Я написал рецензию. Не похвалил… Впоследствии эта история несколько раз приходила на память. В ней была заложена схема, по которой действует вся механика антисемитизма. Кто-то объявляет, что евреи – плохие, приводит неопровержимые примеры. Следующий – что нельзя так огульно, есть, «как среди всех народов», хорошие, даже очень, например, его близкий друг Яков Моисеевич. Третий Моисеича не признает. И так далее. Действие не движется; кто был геологом, забыл, что такое молоток; кто писателем – из чего делают чернила.
Мне выписали гонорар – 65 рублей, на руки выдали пятерку. 60 удержали как долг – о котором я, дурачок, увлекшись еврейской кадрилью, забыл.
24–30 мая
Я огорчен. Если принять во внимание возраст, с этим огорчением я и покину свет. Покину этот глобус, и сложившееся на нем положение вещей, и государство, изрядно постаравшееся поставить вещи именно в такое положение. Гражданином его я прожил свою жизнь – лишенный какой-либо возможности влиять на его внешнеполитические демарши. Каковые и являются причиной моего окончательного огорчения.

+---+

ЗАДАНИЯ ▸
[A] Какой гонорар выписали за рецензию в исходном тексте?
[B] Продолжите исходный текст с записью от 24–30 мая, начиная сразу после его последнего предложения.

НЕОБРАБОТАННЫЕ ДАННЫЕ ▸
+---+

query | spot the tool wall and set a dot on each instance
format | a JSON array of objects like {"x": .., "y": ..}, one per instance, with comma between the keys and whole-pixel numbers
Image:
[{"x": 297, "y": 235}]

+---+

ОТВЕТЫ К ЗАДАНИЯМ ▸
[A] 65 рублей.

[B]
На внутриполитические я, как легко догадаться, тоже не влиял. Но с этими было проще, поскольку их целью был я сам и по этой причине обладал правом не принимать их в расчет так же, как они не принимали в расчет меня. Государство не интересовалось мыслями, которыми я бывал захвачен, глумилось над книгами, которые я читал, гнушалось моим образом жизни, отправляло моих друзей в концлагеря, унижало людей моей крови. В ответ я жил, как если бы никакого государства не было, а были только мои мысли, книги и друзья. Меня окружала страна, к которой я был привязан, и язык, составлявший самое существо моей жизни. А то, что во мне течет эта, а не другая кровь, сперва вообще меня не занимало. Но под воздействием целенаправленной враждебности к моим соплеменникам сделалось предметом моей, не скажу центральной, однако не покидающей меня сосредоточенности. В те времена это называлось внутренняя эмиграция. Честно говоря, в этом статусе я пребываю и сейчас.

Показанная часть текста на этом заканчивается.